- **Task item**: Once you reach the line that contains "Look at the photo above. For each instance of the camouflage", retype it and each later line exactly as written, stopping only at the end of the listing.

(Record excerpts begins)

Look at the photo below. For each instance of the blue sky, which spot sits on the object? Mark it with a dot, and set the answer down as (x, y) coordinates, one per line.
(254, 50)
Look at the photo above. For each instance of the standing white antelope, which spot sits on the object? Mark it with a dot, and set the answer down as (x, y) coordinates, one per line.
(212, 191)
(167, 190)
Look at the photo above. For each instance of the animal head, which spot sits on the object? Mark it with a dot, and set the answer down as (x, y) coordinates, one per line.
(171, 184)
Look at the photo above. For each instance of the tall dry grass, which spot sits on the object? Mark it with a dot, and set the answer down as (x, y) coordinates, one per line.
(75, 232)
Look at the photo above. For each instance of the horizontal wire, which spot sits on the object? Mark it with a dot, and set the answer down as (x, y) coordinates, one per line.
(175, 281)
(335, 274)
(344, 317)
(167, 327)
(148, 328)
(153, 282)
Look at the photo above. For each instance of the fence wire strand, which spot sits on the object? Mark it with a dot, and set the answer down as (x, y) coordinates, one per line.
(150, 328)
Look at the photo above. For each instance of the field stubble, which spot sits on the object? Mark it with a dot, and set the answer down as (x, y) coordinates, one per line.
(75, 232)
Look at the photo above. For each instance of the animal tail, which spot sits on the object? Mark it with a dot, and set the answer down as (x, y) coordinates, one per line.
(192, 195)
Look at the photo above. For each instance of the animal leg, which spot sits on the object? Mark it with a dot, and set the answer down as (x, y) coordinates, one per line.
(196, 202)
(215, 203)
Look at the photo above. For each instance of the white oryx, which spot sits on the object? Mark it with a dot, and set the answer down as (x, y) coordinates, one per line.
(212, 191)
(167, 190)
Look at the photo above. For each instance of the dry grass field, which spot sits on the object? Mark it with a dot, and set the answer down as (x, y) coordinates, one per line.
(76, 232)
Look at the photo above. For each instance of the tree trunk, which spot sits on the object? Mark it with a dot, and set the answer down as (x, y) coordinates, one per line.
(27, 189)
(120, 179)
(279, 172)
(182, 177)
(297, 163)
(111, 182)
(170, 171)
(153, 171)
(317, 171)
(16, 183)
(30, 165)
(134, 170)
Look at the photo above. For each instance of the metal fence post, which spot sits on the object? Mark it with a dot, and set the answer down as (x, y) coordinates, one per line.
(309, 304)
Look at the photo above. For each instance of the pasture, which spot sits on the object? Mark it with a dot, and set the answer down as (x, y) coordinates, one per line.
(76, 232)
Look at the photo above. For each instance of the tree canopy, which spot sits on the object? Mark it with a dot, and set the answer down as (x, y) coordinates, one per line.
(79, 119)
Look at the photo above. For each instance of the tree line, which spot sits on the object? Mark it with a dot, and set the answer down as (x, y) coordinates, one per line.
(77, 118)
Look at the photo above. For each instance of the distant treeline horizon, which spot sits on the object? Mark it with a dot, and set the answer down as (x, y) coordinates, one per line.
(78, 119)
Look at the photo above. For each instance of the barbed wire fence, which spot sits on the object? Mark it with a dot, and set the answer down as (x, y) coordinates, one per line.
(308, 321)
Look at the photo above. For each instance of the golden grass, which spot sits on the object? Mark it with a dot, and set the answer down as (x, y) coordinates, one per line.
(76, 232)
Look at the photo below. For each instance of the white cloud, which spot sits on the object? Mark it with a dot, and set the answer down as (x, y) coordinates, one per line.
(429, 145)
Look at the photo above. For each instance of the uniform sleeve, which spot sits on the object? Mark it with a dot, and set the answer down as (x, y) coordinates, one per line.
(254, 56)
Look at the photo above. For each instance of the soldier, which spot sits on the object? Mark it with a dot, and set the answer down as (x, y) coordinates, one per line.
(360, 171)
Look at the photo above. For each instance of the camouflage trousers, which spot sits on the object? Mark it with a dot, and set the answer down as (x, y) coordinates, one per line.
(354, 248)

(Record excerpts ends)

- **Answer to this problem**:
Look at the photo above. For each instance of the camouflage trousers, which spot sits on the object? Mark it with a dot, and set the answer down as (x, y) coordinates, one per line.
(354, 248)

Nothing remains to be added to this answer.